◆ SOURCE PASSAGE:

Talks in London on the 28th October 17, 2010Posted by Will Thomas in Uncategorized.
If you happen to be in London these days, and you are free on the 28th, you could make your way over to Greenwich, and pay six-to-eight quid to hear Simon Schaffer’s talk, “Acting at a Distance: The Venus Transit Expeditions and the Establishment of Empire” at the National Maritime Museum. It is part of the Royal Society’s lecture series, Science and the Maritime Nation, which is running this month.
Or, you could skip the obligatory inspirational lesson on “how fraught and fragile” the transit expeditions’ “attempts to make science and empire work together” were, download his Tarner lectures on astronomy, hear/read his take on the transit expeditions here, read Thony C’s very nice summations of the frustrations of an 18th-century transit expedition here, and then feel free to come and see me, free-of-charge, at Imperial College in South Kensington, as part of the Centre for the History of Science, Technology, and Medicine’s seminar series.
My talk will be entitled “Some Facets of the 20th-Century-Problem in Historiography: Scientists, Policymakers, Experts, and Analysts”, and will be at 4:15pm, Sherfield Building, 5th Floor Seminar Rooms. Hopefully drinks afterward. My talk will begin with an overview of my work on operational research, policy analysis, and decision theory, and some of the new conclusions I was able to draw from that research. However, it will then move into the difficulties of studying very big topics (i.e., the “20th-century problem” which is a term that has gained a modicum of traction in discussions around here), the dangers of adhering to classical historiographical expectations of what tensions will inhabit those topics (science! politics! where-oh-where will the boundaries be drawn this time?) and some possible strategies for dealing with this historiographical problem, i.e., the internet. I will discuss blogs as a way of keeping the historiographical pot stirred, and ACAP as an example of addressing a big topic in a preliminary way. This will lead into an introduction of my brand new research project: a broad survey of forms of expertise used in the British state, 1945-1975, on which much more anon. It’s a whirlwind, but I figure it will be more interesting than a boring old lecture on a single topic.

◆ AIM OF THE EXERCISE:
According to the blog post about the two London talks, where will the talk at Imperial College be held? None of the data is required for what comes next.

◆ Referring expression pointing data:
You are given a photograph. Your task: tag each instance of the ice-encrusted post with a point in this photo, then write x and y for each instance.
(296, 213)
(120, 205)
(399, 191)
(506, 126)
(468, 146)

◆ ANSWER TO THE PROBLEM:
In the Sherfield Building, 5th Floor Seminar Rooms.